### [Passage shown]
☆ ☆ ☆ ☆ ☆
The checks being cut to ‘owners’ of training data are creating a huge barrier to entry for challengers. If Google, OpenAI, and other large tech companies can establish a high enough cost, they implicitly prevent future competition. Not very Open.
Model efficacy is roughly [technical IP/approach] * [training data] * [training frequency/feedback loop]. Right now I’m comfortable betting on innovation from small teams in the ‘approach,’ but if experimentation is gated by nine figures worth of licensing deals, we are doing a disservice to innovation.
These business deals are a substitute for unclear copyright and usage laws. Companies like the New York Times are willing to litigate this issue (at least as a negotiation strategy). It’s likely that our regulations need to update ‘fair use.’ I need to think more about where I land on this – companies which exploit/overweight a data source that wasn’t made available to them for commercial purposes do owe the rights owner. Rights owners should be able to automatically set some sort of protections for at least a period of time (similar to Creative Commons or robots.txt). I don’t believe ‘if it can be scraped, it’s yours to use’ and I also don’t believe that once you create something you lose all rights to how it can be commercialized.
☆ ☆ ☆ ☆ ☆
### [Provided data]
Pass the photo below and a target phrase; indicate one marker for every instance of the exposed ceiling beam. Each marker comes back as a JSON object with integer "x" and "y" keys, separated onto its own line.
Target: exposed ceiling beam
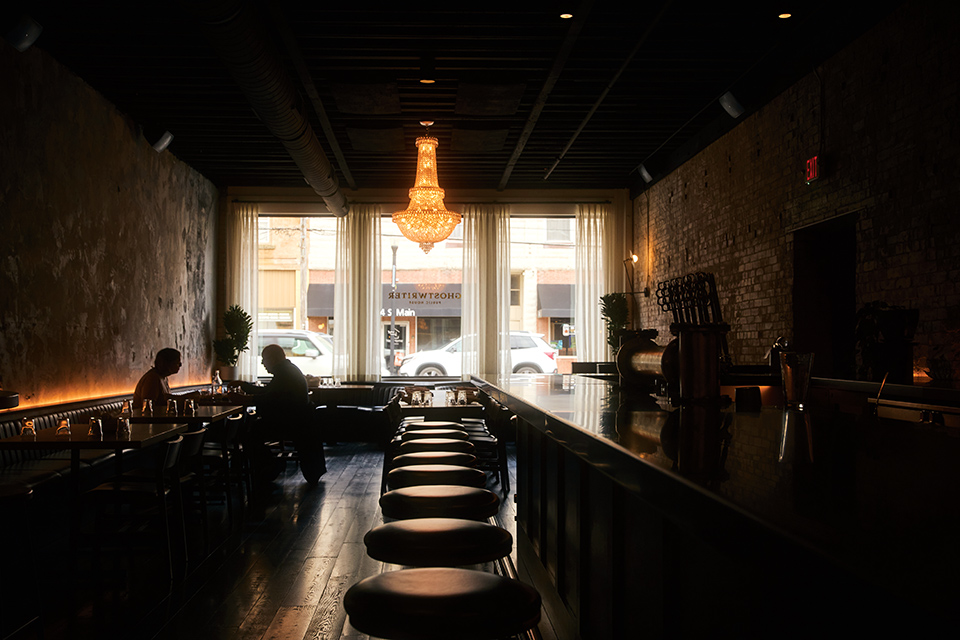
{"x": 555, "y": 70}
☆ ☆ ☆ ☆ ☆
### [Exercise prompt]
Retype the passage above on paying for AI training data, word for word from start to finish.

### [Worked solution]
The checks being cut to ‘owners’ of training data are creating a huge barrier to entry for challengers. If Google, OpenAI, and other large tech companies can establish a high enough cost, they implicitly prevent future competition. Not very Open.
Model efficacy is roughly [technical IP/approach] * [training data] * [training frequency/feedback loop]. Right now I’m comfortable betting on innovation from small teams in the ‘approach,’ but if experimentation is gated by nine figures worth of licensing deals, we are doing a disservice to innovation.
These business deals are a substitute for unclear copyright and usage laws. Companies like the New York Times are willing to litigate this issue (at least as a negotiation strategy). It’s likely that our regulations need to update ‘fair use.’ I need to think more about where I land on this – companies which exploit/overweight a data source that wasn’t made available to them for commercial purposes do owe the rights owner. Rights owners should be able to automatically set some sort of protections for at least a period of time (similar to Creative Commons or robots.txt). I don’t believe ‘if it can be scraped, it’s yours to use’ and I also don’t believe that once you create something you lose all rights to how it can be commercialized.